### Given text
'''
CPP has worked well, most people who are supposed to get CPP benefits get them,  while income exceeds outgo.  To double the benefits payable and expand coverage would need a substantial increase in premium .and a phased in approach.  First raise the premiums and then, when the cash is there and you know it is doable, raise the benefits. I think this is doable and should be done.  Jack, Wayne and the federal NDP team have done a great job on this issue.

.

George Victor

et tu Peter? 

G. Muffin

Do we need to have CPP at all?  It's a bloated and inefficient bureaucracy.  I had one hell of a time convincing them that I was disabled.

Why not push for more RRSPs instead?  

oldgoat

CCP disability benifits, to which I assume you're referring are an admistrative nightmare trying to co-ordinate benifits with their provencial counterparts which for all their own problems are a lot better.  In Ontario if you qualify for ODSP you're really better off not getting CPP.

 

BTW, Hi! Wink

G. Muffin

oldgoat wrote:

CCP disability benifits, to which I assume you're referring are an admistrative nightmsre trying to co-ordinate benifits with their provencial counterparts which for all their own problems are a lot better.  In Ontario if you qualify for ODSP your really better off not getting CPP.

 

BTW, Hi! Wink

All I know is that CPP gives me $805.  I am entitled to provincial benefits up to an amount ($95) which brings the total to $900. Everybody is entitled to $900.  The feds don't claw back until I earn $4,600 in a year (not going to make it this year!).  The province (BC) allows me to earn up to $500 per month without clawing back.  I only received 2 or 3 months worth of BC money before my work disqualified me.  The advantage to the provincial plan is that you get free basic dental care, free psychiatric medication, a gimp bus pass for $45 annually, so I'm still registered with them even though I don't get any money.
'''
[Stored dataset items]
'''
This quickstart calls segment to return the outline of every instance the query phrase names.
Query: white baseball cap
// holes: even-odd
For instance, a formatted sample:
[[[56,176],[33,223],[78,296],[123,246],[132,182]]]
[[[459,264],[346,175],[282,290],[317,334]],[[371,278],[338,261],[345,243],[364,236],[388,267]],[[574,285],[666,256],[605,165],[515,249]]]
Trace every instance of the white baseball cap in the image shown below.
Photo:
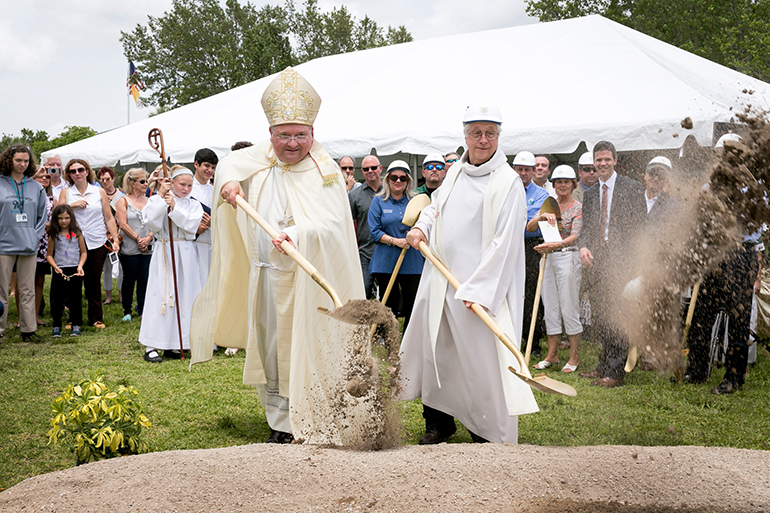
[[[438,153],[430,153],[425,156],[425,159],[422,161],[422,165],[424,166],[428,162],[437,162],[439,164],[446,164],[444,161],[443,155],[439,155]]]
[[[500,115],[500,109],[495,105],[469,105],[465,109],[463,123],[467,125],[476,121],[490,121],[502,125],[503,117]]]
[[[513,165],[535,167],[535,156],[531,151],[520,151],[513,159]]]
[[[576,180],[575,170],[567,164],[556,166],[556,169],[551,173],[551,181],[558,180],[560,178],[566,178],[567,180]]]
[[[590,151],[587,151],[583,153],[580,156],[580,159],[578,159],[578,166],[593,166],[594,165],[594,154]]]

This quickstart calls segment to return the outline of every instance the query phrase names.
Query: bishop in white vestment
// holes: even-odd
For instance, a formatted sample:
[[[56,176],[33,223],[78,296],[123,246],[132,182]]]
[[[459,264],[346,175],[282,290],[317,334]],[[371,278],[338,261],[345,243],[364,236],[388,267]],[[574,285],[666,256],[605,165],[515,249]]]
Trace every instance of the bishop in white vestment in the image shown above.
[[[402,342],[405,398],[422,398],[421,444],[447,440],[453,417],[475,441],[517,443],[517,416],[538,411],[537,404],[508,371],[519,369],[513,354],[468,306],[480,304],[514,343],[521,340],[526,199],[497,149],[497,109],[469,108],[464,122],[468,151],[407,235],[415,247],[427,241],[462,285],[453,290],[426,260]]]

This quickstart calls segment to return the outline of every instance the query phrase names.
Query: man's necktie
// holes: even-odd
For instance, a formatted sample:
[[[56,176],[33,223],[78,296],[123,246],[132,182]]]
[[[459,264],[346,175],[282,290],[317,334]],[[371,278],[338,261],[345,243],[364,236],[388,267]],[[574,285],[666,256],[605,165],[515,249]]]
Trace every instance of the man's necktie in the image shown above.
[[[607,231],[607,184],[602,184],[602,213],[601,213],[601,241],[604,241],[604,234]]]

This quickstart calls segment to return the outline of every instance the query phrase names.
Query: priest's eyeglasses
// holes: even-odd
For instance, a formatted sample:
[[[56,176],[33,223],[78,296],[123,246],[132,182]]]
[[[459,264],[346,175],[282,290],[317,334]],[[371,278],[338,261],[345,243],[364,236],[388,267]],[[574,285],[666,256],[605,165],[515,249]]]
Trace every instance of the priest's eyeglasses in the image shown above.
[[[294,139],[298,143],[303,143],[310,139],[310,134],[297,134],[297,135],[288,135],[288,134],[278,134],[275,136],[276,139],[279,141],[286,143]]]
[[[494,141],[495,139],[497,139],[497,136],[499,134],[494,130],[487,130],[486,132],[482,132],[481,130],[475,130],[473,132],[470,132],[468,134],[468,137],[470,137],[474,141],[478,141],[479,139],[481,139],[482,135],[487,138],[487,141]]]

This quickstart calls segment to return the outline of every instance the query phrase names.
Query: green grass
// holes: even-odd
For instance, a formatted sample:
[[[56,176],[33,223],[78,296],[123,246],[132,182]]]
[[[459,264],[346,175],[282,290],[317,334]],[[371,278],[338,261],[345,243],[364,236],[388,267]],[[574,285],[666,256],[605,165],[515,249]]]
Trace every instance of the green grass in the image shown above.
'''
### Work item
In the CPP discussion, how much can a person earn per month in BC before the province claws back benefits? Draw only on the CPP discussion.

### Task answer
Up to $500 per month.